# Required work
Please say whether each statement agrees with the passage on Plymouth manufacturers: (a) manufacturing's share of Plymouth's economy is twice the national average; (b) Princess Yachts is the largest boat builder in the country; (c) Rittal-CSM makes medical devices. Answer each with yes or no and quote the deciding words.

# Given passage
* * *

Something like two-thirds of Plymouth’s largest manufacturers are international businesses, including household names like Kawasaki, Olympus, Mars Wrigley, as well as a number of German, Spanish, and Chinese firms.

According to the ONS, 16% of Plymouth’s economy is based on manufacturing – twice the national average.

Building on the cluster effect of HMNB Devonport, the next two biggest manufacturers are defence supplier Babcock and the largest boat builder in the country, Princess Yachts.

The latter company, always focused on the luxury end of the marine business, has historically had a very strong order book – and despite the economic fall-out from COVID-19, has had a successful June.

Steve Gerry, Secretary, Plymouth Manufacturers’ Group
Steve Gerry, Secretary, Plymouth Manufacturers’ Group

“It really depends on which markets a manufacturer serves,” says Gerry. “If you are selling to aerospace, you are probably suffering; our high-tech manufacturers selling precision equipment into the aerospace sector don’t see aerospace turning around until the end of 2021.

“However, some of our members learned during the 2008-9 recession to diversify their markets and have benefitted from that.”

Gerry says that companies like Beckton Dickinson, which sell medical devices, have been critical suppliers and therefore extremely busy throughout the crisis.

Other companies like Rittal-CSM make racking for IT servers, and the growth of cloud-based services has kept them running at full capacity as they win business to supply all the server farms and data infrastructure on the West Coast of the US.

Bandvulc, a tyre company that supplies the logistics and supermarket lorry fleets, and which operates an innovative servitised business model where you pay for use rather than buying the tyre, has been running (excuse the pun) flat out to support the explosion in home deliveries.

Ready for a post-COVID world?

These are difficult times for all firms, with many anticipating a downturn in sales for at least six months. The priority is clearly to protect cashflow. However, it is also an improving landscape.

* * *

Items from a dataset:
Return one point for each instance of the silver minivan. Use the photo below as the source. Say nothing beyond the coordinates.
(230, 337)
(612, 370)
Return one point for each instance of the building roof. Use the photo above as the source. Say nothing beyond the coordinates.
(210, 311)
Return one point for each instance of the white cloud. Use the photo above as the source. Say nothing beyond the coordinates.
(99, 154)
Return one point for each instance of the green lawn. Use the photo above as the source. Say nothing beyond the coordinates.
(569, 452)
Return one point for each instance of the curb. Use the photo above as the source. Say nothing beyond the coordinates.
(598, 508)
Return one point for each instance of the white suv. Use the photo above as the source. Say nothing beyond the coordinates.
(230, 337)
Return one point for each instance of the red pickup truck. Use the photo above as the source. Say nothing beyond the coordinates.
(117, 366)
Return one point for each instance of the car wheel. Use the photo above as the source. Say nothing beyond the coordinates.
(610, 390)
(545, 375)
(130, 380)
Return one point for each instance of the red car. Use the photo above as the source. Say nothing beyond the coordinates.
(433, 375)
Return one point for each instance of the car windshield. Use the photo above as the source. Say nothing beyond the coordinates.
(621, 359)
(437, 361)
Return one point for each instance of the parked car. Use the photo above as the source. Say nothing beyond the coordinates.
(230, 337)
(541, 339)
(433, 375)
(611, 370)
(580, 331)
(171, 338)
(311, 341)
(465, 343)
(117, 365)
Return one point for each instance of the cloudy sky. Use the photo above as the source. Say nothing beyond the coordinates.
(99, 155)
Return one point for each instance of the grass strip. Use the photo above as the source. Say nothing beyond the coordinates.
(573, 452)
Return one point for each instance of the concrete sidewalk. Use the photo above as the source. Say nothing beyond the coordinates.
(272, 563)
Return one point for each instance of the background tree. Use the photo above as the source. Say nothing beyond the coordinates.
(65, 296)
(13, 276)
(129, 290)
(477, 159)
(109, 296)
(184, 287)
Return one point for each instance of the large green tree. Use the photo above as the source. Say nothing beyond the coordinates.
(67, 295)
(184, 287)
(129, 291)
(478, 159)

* * *

# Result below
(a) Yes: "16% of Plymouth’s economy is based on manufacturing – twice the national average"
(b) Yes: "the largest boat builder in the country, Princess Yachts"
(c) No: "Rittal-CSM make racking for IT servers"